**DESCRIPTION OF THE TASK**
Transcribe only what runs from the line including "Where can the power" through the last line of the entries, exactly as it appears.

**MATERIAL FOR THIS TASK**

※

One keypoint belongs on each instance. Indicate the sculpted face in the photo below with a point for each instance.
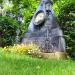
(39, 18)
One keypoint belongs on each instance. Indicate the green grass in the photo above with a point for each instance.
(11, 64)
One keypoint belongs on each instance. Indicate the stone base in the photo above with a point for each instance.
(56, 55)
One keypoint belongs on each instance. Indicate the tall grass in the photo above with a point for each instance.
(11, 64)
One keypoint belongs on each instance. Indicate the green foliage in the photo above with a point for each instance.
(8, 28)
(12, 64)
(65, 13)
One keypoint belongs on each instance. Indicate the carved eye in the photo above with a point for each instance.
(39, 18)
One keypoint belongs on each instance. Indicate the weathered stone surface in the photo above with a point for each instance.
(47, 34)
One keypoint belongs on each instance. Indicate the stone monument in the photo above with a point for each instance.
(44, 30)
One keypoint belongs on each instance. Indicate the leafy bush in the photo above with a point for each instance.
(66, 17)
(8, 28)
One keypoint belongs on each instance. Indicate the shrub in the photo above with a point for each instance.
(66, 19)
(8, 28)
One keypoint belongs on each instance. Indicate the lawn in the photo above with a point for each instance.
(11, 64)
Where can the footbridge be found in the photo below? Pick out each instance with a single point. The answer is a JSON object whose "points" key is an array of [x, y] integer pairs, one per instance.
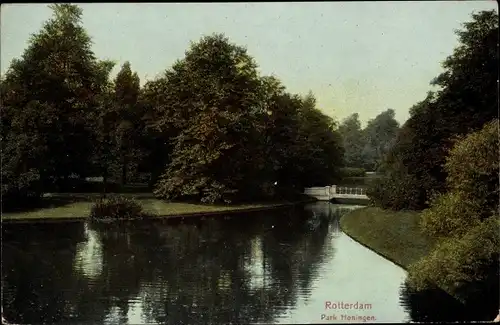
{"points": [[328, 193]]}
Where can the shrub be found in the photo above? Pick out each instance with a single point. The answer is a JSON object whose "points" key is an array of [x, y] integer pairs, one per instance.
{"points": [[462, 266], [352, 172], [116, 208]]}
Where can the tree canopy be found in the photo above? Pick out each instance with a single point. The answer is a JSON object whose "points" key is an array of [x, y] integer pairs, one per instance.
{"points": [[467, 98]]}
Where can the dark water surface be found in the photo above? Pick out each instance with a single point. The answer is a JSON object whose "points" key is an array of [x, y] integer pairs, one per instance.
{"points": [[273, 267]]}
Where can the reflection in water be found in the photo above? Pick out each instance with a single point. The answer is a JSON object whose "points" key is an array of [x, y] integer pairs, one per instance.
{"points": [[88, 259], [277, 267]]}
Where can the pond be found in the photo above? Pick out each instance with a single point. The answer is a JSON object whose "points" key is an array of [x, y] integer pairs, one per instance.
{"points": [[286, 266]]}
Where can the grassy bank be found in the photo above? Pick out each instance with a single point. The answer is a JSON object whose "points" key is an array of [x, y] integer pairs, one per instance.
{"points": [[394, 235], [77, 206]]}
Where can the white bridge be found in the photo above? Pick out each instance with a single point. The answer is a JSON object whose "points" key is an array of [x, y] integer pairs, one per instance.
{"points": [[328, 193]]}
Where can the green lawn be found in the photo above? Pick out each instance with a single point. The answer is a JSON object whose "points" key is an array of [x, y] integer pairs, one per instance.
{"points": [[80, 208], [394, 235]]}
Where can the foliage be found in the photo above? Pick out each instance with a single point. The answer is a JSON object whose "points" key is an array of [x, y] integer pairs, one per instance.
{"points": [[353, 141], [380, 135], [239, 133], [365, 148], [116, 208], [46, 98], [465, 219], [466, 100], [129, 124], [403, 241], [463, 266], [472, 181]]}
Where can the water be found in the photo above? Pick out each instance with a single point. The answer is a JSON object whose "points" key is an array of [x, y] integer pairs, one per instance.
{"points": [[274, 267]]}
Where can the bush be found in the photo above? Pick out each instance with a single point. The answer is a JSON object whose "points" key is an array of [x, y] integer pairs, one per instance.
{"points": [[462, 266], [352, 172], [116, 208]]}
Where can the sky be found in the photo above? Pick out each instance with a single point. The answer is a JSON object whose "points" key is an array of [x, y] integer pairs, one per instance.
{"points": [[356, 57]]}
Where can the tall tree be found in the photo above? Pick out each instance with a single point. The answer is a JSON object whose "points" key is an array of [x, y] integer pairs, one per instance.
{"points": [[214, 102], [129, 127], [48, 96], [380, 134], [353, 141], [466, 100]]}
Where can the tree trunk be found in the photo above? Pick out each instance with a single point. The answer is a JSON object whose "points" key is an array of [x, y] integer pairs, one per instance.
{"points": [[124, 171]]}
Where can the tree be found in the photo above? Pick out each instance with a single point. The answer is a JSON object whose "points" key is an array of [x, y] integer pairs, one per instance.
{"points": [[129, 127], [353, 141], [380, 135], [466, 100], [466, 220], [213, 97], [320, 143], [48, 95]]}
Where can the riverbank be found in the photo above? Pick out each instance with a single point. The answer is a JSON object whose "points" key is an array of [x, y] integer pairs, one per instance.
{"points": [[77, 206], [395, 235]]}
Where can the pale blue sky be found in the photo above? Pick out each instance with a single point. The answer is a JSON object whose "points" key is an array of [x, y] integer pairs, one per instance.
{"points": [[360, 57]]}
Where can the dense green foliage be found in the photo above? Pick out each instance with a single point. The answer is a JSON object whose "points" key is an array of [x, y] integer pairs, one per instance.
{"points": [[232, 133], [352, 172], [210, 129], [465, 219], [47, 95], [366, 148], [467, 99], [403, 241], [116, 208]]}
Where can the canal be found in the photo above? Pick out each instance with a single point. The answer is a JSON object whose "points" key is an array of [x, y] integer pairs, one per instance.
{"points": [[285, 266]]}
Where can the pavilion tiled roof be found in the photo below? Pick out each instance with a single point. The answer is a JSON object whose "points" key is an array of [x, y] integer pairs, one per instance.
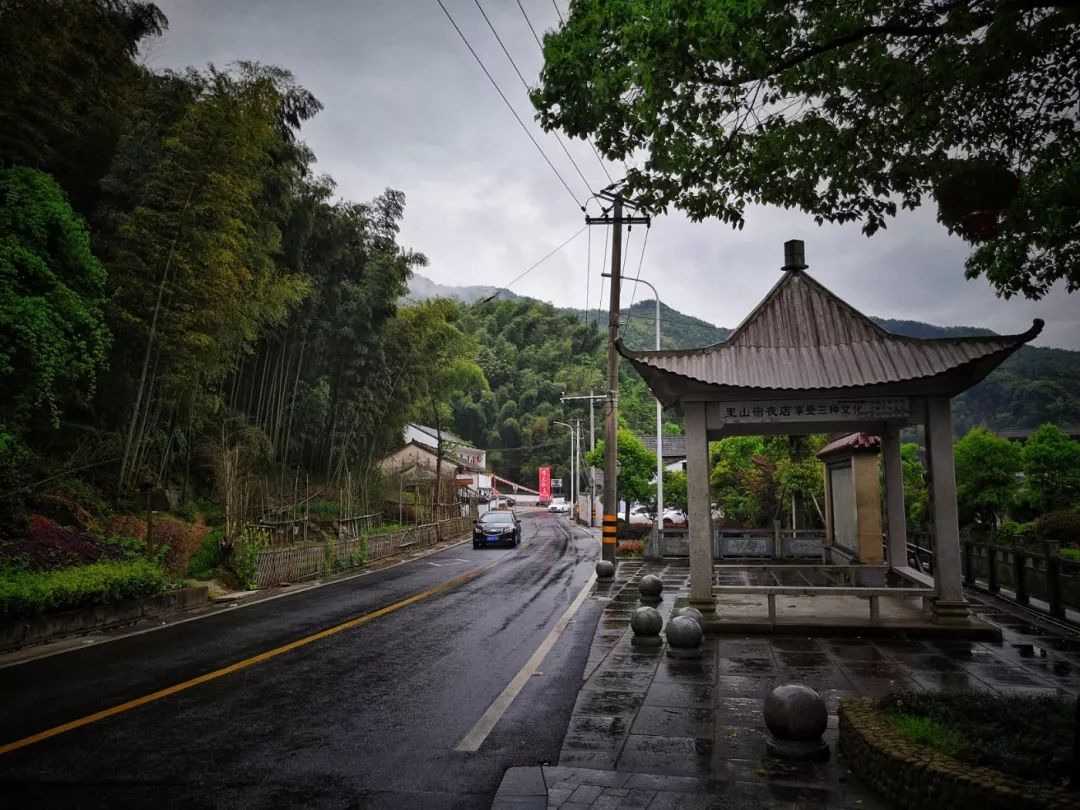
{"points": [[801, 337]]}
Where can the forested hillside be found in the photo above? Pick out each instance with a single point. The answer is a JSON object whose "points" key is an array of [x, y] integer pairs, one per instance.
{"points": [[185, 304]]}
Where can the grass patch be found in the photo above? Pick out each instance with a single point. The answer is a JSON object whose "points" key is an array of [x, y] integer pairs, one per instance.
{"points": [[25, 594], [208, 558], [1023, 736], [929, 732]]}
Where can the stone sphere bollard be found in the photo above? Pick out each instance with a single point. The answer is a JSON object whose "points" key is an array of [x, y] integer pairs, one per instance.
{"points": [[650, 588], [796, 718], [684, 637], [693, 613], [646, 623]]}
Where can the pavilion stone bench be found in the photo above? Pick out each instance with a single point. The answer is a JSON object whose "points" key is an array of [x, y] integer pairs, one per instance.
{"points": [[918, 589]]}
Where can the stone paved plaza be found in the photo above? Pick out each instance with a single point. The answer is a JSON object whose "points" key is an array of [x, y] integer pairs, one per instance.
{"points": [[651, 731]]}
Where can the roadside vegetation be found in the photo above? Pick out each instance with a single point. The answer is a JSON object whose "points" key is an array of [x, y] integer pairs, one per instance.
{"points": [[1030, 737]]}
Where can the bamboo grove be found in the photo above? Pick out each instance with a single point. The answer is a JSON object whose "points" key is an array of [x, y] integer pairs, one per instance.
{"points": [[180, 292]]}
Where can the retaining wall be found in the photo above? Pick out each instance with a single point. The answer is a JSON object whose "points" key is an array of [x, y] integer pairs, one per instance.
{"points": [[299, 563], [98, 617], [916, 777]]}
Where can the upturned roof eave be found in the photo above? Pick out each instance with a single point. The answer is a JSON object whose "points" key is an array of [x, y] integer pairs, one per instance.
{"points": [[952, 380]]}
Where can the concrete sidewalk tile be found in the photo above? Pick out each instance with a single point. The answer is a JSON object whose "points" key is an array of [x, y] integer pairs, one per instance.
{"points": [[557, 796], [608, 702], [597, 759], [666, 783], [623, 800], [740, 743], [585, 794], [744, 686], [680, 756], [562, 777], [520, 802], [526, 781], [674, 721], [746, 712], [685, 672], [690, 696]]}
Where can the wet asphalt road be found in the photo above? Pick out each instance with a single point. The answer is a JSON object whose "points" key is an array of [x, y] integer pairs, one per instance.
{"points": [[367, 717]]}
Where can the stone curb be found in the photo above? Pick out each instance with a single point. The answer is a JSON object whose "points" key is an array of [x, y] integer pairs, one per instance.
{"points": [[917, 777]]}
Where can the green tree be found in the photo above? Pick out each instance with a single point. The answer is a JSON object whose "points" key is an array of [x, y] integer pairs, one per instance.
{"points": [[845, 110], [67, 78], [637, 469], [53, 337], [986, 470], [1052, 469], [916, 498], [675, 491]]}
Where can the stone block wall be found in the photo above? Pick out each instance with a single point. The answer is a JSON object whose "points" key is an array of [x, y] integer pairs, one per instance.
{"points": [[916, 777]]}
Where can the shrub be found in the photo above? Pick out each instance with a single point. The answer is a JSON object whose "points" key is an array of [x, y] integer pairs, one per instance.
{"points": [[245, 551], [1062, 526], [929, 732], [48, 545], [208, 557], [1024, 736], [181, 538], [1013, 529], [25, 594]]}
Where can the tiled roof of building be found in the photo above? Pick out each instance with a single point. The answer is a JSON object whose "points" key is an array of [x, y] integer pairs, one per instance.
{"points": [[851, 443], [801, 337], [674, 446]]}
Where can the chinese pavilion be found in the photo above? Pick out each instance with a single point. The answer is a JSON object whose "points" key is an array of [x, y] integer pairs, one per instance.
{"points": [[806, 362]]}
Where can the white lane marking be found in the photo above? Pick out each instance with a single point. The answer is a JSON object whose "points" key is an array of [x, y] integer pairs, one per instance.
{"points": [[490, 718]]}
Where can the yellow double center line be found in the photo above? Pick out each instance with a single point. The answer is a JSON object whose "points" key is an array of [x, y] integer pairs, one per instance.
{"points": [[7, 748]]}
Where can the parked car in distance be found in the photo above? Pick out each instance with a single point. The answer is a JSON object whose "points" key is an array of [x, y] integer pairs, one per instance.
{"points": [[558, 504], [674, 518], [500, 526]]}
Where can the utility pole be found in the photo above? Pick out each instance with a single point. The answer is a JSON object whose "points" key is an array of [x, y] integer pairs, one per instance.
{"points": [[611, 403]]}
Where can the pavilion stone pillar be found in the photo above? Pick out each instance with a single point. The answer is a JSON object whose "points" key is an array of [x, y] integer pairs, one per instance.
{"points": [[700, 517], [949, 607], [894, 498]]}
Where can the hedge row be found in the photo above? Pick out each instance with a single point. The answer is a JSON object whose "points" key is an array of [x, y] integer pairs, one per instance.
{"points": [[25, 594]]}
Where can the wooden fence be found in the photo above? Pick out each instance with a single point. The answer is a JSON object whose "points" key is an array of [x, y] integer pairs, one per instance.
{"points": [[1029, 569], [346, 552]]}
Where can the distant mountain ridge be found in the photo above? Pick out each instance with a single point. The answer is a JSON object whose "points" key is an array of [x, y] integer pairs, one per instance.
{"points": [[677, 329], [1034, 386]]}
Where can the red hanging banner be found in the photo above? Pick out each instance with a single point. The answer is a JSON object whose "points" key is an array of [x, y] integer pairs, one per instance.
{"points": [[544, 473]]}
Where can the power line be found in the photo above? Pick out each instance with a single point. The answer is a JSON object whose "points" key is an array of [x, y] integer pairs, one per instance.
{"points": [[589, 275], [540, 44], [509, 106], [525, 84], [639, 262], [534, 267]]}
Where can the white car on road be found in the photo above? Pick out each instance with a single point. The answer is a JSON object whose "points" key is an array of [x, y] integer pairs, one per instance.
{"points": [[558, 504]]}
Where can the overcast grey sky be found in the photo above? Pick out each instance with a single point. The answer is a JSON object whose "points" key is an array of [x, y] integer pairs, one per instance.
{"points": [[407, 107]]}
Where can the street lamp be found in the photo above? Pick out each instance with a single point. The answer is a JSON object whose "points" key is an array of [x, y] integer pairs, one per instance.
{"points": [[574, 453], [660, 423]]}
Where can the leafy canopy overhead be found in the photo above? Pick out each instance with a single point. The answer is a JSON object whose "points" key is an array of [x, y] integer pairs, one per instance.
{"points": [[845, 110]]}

※

**THE COMPLETED TASK**
Where can the power line be found in the photo above? Pick out each instance with a single point. The answer is a JSON object whose "points" key is an array of [x, y] integer pairs, one per instance.
{"points": [[589, 275], [540, 44], [509, 106], [525, 84], [639, 262], [534, 267]]}
Where can the white car on road be found in the photo above? Pick out each instance with a single point. The answer is a JSON object whose "points" key is an array of [x, y] integer pairs, one per instance.
{"points": [[558, 504]]}
Where can the overcast grey sky be found in the photo above? Pick out each instance with a single point. The answer is a JSON object whose "points" key is an array of [x, y] integer pairs, one per instance.
{"points": [[407, 107]]}
Where can the street lamp be found in the photo above? Pick out each instance with a single point. The answer is a JSON object whose "points" key is an array of [x, y] integer pairs, one per instance.
{"points": [[574, 453], [660, 423]]}
Where can the leafy canopy overhead be found in the photo above? Pick out each instance with a single point. The answer is a JSON object whose "points" key is an array of [x, y] integer pairs, one per instance.
{"points": [[845, 110]]}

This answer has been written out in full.